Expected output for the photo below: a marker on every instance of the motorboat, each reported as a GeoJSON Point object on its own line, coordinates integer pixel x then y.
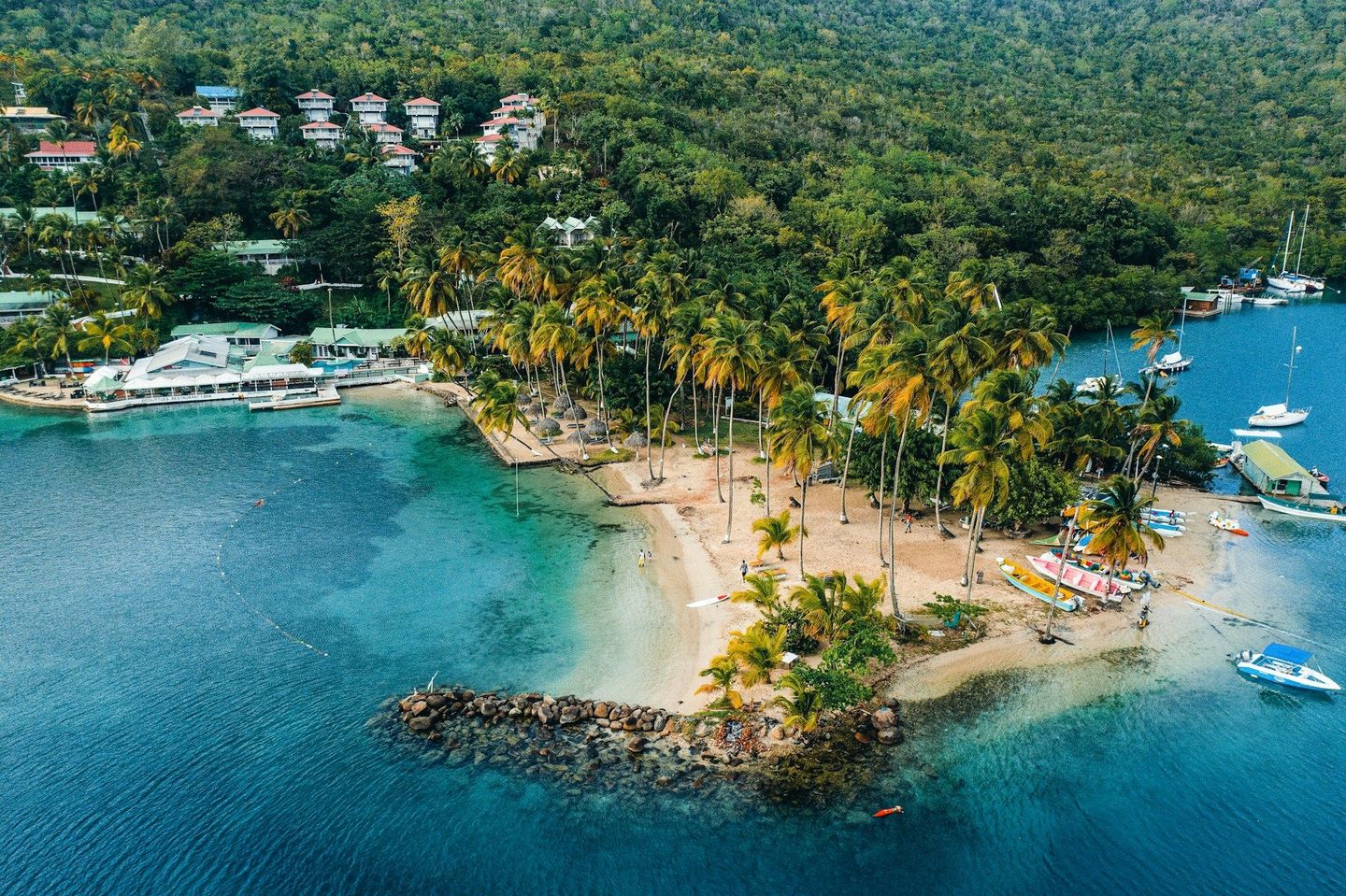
{"type": "Point", "coordinates": [1081, 580]}
{"type": "Point", "coordinates": [1327, 513]}
{"type": "Point", "coordinates": [1285, 665]}
{"type": "Point", "coordinates": [1031, 583]}
{"type": "Point", "coordinates": [1278, 416]}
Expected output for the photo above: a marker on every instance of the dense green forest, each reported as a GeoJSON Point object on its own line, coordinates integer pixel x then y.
{"type": "Point", "coordinates": [1092, 156]}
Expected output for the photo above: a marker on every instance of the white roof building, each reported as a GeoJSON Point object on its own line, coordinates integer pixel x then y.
{"type": "Point", "coordinates": [260, 124]}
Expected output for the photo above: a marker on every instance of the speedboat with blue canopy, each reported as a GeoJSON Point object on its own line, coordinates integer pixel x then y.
{"type": "Point", "coordinates": [1285, 665]}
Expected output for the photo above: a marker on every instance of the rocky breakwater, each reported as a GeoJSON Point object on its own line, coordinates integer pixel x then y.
{"type": "Point", "coordinates": [587, 745]}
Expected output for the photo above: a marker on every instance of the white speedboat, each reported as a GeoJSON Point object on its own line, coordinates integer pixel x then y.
{"type": "Point", "coordinates": [1170, 363]}
{"type": "Point", "coordinates": [1285, 665]}
{"type": "Point", "coordinates": [1278, 416]}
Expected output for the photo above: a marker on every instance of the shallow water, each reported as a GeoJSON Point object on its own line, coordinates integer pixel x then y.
{"type": "Point", "coordinates": [161, 734]}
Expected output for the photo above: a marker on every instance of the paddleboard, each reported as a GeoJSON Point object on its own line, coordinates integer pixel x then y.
{"type": "Point", "coordinates": [709, 602]}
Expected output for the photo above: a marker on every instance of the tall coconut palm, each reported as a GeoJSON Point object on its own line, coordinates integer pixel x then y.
{"type": "Point", "coordinates": [774, 532]}
{"type": "Point", "coordinates": [723, 673]}
{"type": "Point", "coordinates": [757, 651]}
{"type": "Point", "coordinates": [1115, 517]}
{"type": "Point", "coordinates": [984, 447]}
{"type": "Point", "coordinates": [797, 436]}
{"type": "Point", "coordinates": [146, 291]}
{"type": "Point", "coordinates": [107, 334]}
{"type": "Point", "coordinates": [728, 355]}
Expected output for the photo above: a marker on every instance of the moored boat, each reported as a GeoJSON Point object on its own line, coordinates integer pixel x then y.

▬▬▬

Leave out the pictures and copy everything else in the records word for word.

▶ [The reply]:
Expected output for the photo below: a marker on every instance of the motorboat, each reported as a GeoJSON Point object on its own line, coordinates integer pixel x then y.
{"type": "Point", "coordinates": [1081, 580]}
{"type": "Point", "coordinates": [1327, 513]}
{"type": "Point", "coordinates": [1285, 665]}
{"type": "Point", "coordinates": [1031, 583]}
{"type": "Point", "coordinates": [1278, 416]}
Expected output for the photo above: a marker on every instance of the dense green forest, each reported as a GeoJSON Point object on its own line, coordinates integer pixel x then y.
{"type": "Point", "coordinates": [1092, 156]}
Expected output for the photo above: a marker on every instance of the white roof building, each reported as a GeoJSON Point object on its own line, coordinates integer pixel x then y.
{"type": "Point", "coordinates": [260, 124]}
Expected output for the photo above: a marker on every instance of the speedboat with blue canopy, each reported as a GeoJSON Point object on its own line, coordinates integer pixel x then y.
{"type": "Point", "coordinates": [1285, 665]}
Expected output for the photo above: a marker on every instance of the rocky breakwater, each reported as a GeoJSON Point object on its own line, coordinates integer pixel x then y.
{"type": "Point", "coordinates": [587, 745]}
Expected output for the photo above: a marker on every instance of the white speedboat, each reported as a GeoJSON Point object on its own line, coordinates integer pixel x then y.
{"type": "Point", "coordinates": [1170, 363]}
{"type": "Point", "coordinates": [1285, 665]}
{"type": "Point", "coordinates": [1278, 416]}
Expected output for the photo above: a marker on every instance of the shallow water, each reported as a GeoJSON Point object on its own line, coordinates integer pixel x then y.
{"type": "Point", "coordinates": [161, 734]}
Expected output for the photo above: a marker on every instance of the paddleboard, each reported as a GeoJSON Point object on its own line, coordinates integer pixel x then y.
{"type": "Point", "coordinates": [709, 602]}
Expected output for the photo above: a marker on every instance of the tall coconut palm, each reported as a GeoJSON Point object on its own line, coordinates integer pixel x then y.
{"type": "Point", "coordinates": [774, 532]}
{"type": "Point", "coordinates": [723, 673]}
{"type": "Point", "coordinates": [757, 651]}
{"type": "Point", "coordinates": [1115, 517]}
{"type": "Point", "coordinates": [984, 447]}
{"type": "Point", "coordinates": [797, 436]}
{"type": "Point", "coordinates": [146, 291]}
{"type": "Point", "coordinates": [107, 334]}
{"type": "Point", "coordinates": [728, 355]}
Expected output for the photo above: a marker on every instance of the moored boat, each reported as a GeoJSON Point object on its own line, coordinates integer pixel x then y.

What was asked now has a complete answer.